## Information provided
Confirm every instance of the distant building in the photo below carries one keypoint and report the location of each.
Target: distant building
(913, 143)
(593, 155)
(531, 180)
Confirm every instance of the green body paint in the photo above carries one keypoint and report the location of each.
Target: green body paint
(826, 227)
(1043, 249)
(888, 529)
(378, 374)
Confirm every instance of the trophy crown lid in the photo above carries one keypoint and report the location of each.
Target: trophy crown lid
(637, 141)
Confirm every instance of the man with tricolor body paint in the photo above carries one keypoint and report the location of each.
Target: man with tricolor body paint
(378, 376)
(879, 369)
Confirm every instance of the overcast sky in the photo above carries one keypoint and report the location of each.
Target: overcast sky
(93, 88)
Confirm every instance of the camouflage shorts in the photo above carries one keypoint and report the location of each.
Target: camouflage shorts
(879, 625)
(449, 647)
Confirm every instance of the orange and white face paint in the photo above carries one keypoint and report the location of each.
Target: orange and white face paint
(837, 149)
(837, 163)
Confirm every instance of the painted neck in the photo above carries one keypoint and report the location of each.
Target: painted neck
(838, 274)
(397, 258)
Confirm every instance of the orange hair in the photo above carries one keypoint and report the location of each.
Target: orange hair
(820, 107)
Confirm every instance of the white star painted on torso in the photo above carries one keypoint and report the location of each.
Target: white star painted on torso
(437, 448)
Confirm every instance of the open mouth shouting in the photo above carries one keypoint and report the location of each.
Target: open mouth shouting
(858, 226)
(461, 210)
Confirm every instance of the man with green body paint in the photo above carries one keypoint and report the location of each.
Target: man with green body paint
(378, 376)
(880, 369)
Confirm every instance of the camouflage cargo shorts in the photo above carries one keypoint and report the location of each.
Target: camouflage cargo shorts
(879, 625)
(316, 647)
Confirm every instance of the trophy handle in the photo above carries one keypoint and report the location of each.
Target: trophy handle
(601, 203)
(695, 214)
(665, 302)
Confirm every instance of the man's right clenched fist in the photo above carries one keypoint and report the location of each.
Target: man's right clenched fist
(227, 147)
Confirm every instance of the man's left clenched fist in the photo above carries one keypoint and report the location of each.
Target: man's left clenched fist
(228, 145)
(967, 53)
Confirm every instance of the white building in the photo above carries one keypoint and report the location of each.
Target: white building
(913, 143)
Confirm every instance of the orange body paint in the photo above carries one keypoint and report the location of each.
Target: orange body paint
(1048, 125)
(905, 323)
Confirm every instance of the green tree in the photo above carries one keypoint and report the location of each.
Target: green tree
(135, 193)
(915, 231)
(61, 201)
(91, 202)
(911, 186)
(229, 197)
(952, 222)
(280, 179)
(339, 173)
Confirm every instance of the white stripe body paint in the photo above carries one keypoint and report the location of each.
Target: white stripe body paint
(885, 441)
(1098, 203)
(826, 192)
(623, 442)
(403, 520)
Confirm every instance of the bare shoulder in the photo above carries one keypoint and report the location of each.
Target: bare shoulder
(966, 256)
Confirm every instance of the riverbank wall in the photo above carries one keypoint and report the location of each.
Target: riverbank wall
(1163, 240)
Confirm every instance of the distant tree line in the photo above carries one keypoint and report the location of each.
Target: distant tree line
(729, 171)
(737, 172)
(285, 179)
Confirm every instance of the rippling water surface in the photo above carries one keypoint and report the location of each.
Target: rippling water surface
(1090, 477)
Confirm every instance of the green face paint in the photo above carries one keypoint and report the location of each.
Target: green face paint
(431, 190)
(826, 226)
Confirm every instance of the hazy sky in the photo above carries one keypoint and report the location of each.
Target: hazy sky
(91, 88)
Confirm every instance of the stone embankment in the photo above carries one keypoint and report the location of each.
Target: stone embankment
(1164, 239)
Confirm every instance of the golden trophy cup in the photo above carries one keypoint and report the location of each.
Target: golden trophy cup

## Exercise prompt
Print all the records exactly as written.

## Reply
Confirm every instance of the distant building in the photo below carries one keypoint and report the location of each.
Target: distant building
(913, 143)
(593, 155)
(531, 180)
Confirm every instance of the green body paint in the photo above carries one keypoint and report the location of each.
Target: green body paint
(826, 227)
(1043, 249)
(888, 529)
(378, 374)
Confirm every instance of the trophy crown lid in the photo above carries one keypoint and report the location of each.
Target: trophy crown lid
(637, 141)
Confirm every instance of the man with tricolor body paint in the photo above carries one keypoint and report the location of each.
Target: man with tricolor body paint
(378, 376)
(879, 369)
Confirm every instance of the overcast sky in the photo above carries one keypoint and report the location of each.
Target: overcast sky
(93, 88)
Confirm every instance of the camouflage shorts in the photo above carries one keypoint and report the location of each.
Target: camouflage shorts
(879, 625)
(449, 647)
Confirm every instance of the orange and white face paint in the photo above carries one keypoint and report the location of each.
Target: orange and white face paint
(837, 149)
(837, 163)
Confirm every instance of the painted neck in the photo above carries one keypoint and report the location of each.
Target: painted neck
(838, 274)
(397, 258)
Confirm every instance of the orange hair in the photo above carries one keypoint and report the location of each.
Target: orange hair
(820, 107)
Confirm every instance of the white star painted on torso in the photo above carries one keypoint and report the location of each.
Target: white star painted on torso
(437, 448)
Confirm every instance of the open mouth shouting in the photo above carries one keypoint and report the location of each.
Target: open mouth shouting
(858, 226)
(461, 210)
Confirm every instance of the man with green body paint in the photo above carries one keypoint and report the location of each.
Target: man with green body paint
(378, 376)
(880, 369)
Confirm every instance of the camouflage cargo shorts in the photo above carries one keypoint and report the location of each.
Target: camouflage cargo shorts
(879, 625)
(316, 647)
Confirm every instance of the trophy handle in the photo above carries one keypoint and report the location of each.
Target: trophy handle
(601, 203)
(695, 214)
(665, 302)
Confirm every instance of the man's right clenched fist in the photo above carries one keypoint and report the location of each.
Target: man's right clenched fist
(227, 147)
Confirm every instance of the man's left clenched fist in the photo above carries one keypoint and report the location of each.
Target: man's left clenched fist
(228, 145)
(967, 53)
Confirm every instance of the white building in the photo above carries one keypoint and report the location of each.
Target: white building
(913, 143)
Confirm every instance of the orange body paint in the photo above carries one keypoint and report the location of each.
Target: orange body paint
(1048, 125)
(905, 323)
Confirm every instance of the green tree in the photo above carries one keypoint and report the location of each.
Target: green tree
(135, 193)
(915, 231)
(61, 201)
(91, 202)
(911, 186)
(229, 197)
(952, 222)
(280, 179)
(339, 173)
Confirm every instance of the white stripe body paint in the photo above carries one keypoint and report the location of each.
Target: white stripe body paint
(885, 441)
(1098, 203)
(826, 192)
(623, 442)
(403, 520)
Confirm every instance of the bare shoulder in the photo above carries one keypoint and report the location of each.
Target: bare shoulder
(966, 256)
Confirm every instance of the riverbank wall in the photo above carries one keypoint and report the location of each.
Target: riverbank wall
(1163, 240)
Confirm every instance of the distant tree line in the photo above carries one keypoint and report the location of each.
Target: distant tree line
(729, 171)
(737, 172)
(285, 179)
Confirm every instance of the rippling water surface in the photo above carries one keypoint and report the location of each.
Target: rippling water surface
(1090, 477)
Confirm every instance of the green face paint in the photo above carries one keypoint and report the location of each.
Target: green face paint
(431, 190)
(826, 226)
Confirm every instance of the hazy sky in the photo above carries one keypoint and report the location of each.
Target: hazy sky
(91, 88)
Confirm every instance of the stone embankment in the photo above carries one keypoint and report the location of each.
Target: stone embankment
(1164, 239)
Confirm every instance of the golden trophy cup in the photo above carries one keypoint and report the location of each.
Target: golden trophy cup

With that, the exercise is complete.